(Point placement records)
>> Begin

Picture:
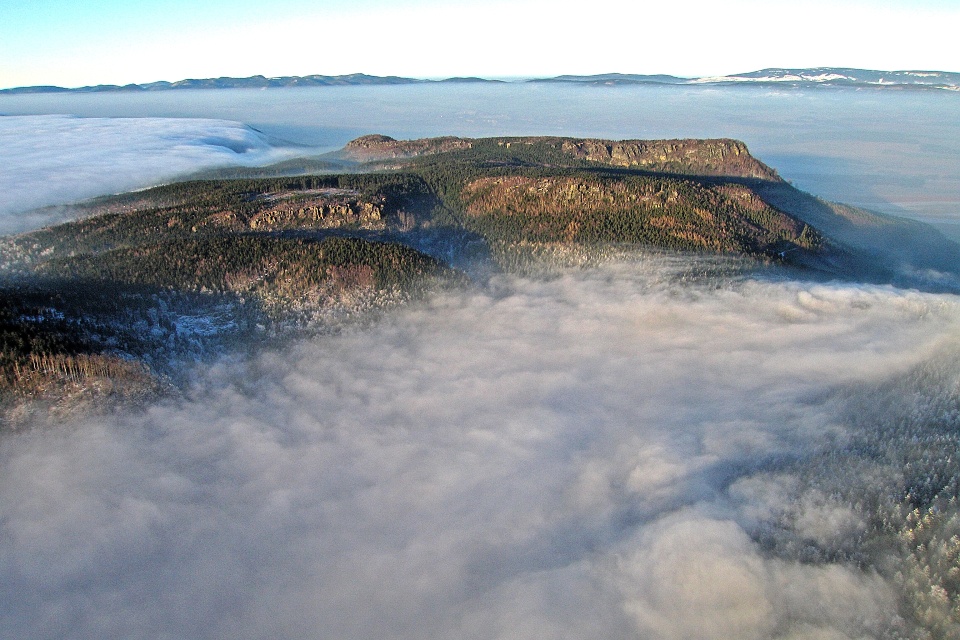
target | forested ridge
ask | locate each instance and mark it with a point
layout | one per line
(151, 280)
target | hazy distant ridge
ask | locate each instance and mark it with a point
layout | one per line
(818, 76)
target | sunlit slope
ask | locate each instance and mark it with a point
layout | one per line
(147, 282)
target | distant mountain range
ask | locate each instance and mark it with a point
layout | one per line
(814, 77)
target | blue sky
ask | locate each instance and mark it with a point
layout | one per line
(78, 42)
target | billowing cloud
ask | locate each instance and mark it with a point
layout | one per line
(586, 456)
(56, 159)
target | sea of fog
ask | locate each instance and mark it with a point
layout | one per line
(892, 151)
(665, 447)
(636, 451)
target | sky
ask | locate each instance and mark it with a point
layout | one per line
(76, 43)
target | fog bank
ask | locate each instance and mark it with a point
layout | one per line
(58, 159)
(587, 456)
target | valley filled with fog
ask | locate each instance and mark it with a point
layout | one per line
(658, 446)
(889, 151)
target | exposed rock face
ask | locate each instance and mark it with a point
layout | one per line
(661, 212)
(720, 157)
(379, 147)
(321, 213)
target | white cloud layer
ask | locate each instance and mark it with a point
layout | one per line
(58, 159)
(576, 458)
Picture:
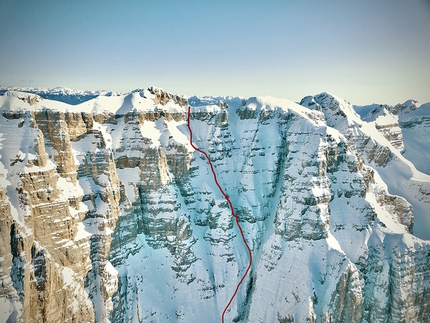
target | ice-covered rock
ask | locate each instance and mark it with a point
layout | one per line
(108, 214)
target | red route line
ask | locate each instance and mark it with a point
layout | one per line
(232, 213)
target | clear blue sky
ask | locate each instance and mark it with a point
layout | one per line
(364, 51)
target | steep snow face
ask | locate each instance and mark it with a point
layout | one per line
(379, 148)
(139, 232)
(412, 119)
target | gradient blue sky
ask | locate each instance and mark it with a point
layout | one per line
(364, 51)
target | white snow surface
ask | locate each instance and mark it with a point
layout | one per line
(286, 273)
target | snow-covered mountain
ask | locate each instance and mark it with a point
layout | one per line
(108, 214)
(62, 94)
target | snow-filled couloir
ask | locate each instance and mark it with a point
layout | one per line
(109, 215)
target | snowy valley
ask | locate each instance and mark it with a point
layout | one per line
(108, 214)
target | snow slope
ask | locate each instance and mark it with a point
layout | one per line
(143, 234)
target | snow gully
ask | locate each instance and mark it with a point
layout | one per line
(232, 214)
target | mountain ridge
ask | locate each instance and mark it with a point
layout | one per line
(137, 224)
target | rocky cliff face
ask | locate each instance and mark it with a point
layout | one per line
(109, 215)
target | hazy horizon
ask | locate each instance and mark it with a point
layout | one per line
(364, 52)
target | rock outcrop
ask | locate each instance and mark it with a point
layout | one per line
(108, 214)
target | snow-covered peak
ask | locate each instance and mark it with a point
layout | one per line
(62, 94)
(406, 107)
(338, 113)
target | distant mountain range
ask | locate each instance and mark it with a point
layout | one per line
(108, 214)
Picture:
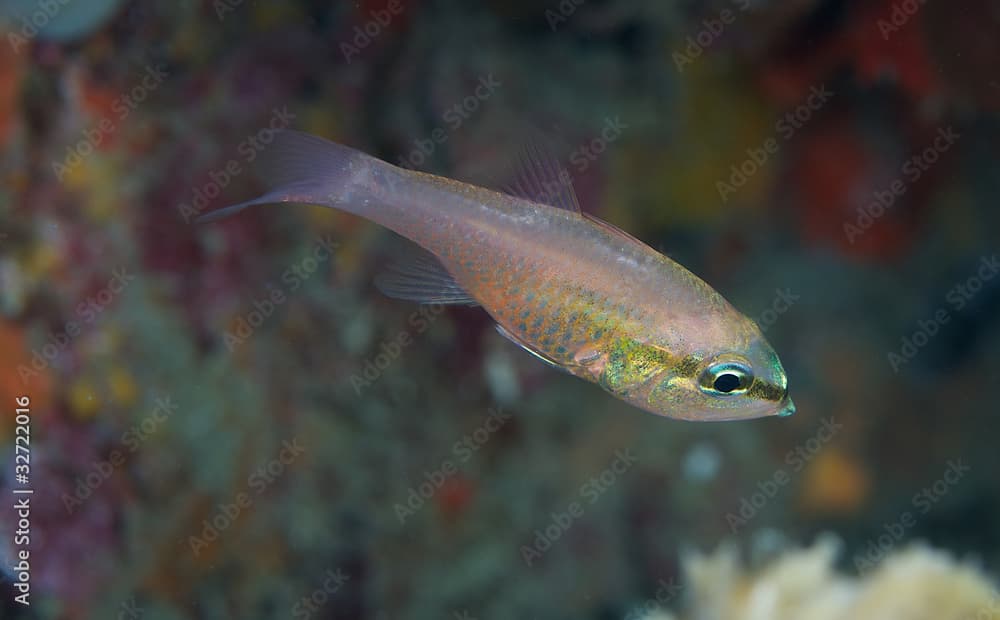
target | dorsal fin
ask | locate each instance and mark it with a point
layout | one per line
(539, 177)
(417, 275)
(612, 228)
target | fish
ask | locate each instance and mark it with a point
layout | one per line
(576, 292)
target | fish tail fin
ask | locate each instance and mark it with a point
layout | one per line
(305, 169)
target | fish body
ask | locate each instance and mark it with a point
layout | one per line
(576, 292)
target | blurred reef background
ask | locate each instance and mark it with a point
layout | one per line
(229, 421)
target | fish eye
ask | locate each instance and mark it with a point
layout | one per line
(727, 378)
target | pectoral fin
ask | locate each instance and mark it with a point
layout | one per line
(530, 349)
(419, 276)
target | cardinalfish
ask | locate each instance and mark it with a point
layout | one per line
(576, 292)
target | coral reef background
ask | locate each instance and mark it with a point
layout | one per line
(229, 421)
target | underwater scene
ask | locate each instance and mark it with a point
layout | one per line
(483, 310)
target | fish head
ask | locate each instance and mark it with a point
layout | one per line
(730, 377)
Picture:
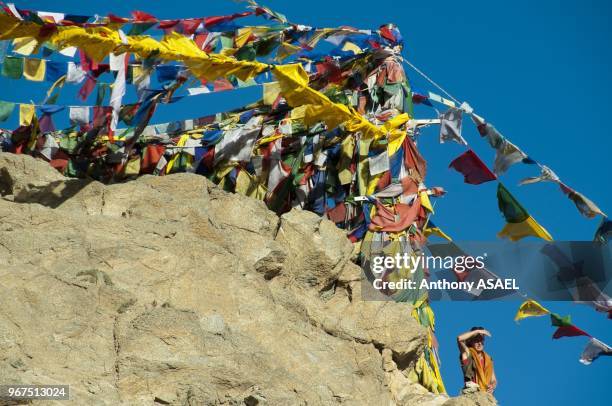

>> End

Exercise task >> List every line of the material that contains the string "blue", treating uppercase and lowercase letters as distinct.

Finished exercise >>
target | blue sky
target | clear blue sky
target | gradient blue sky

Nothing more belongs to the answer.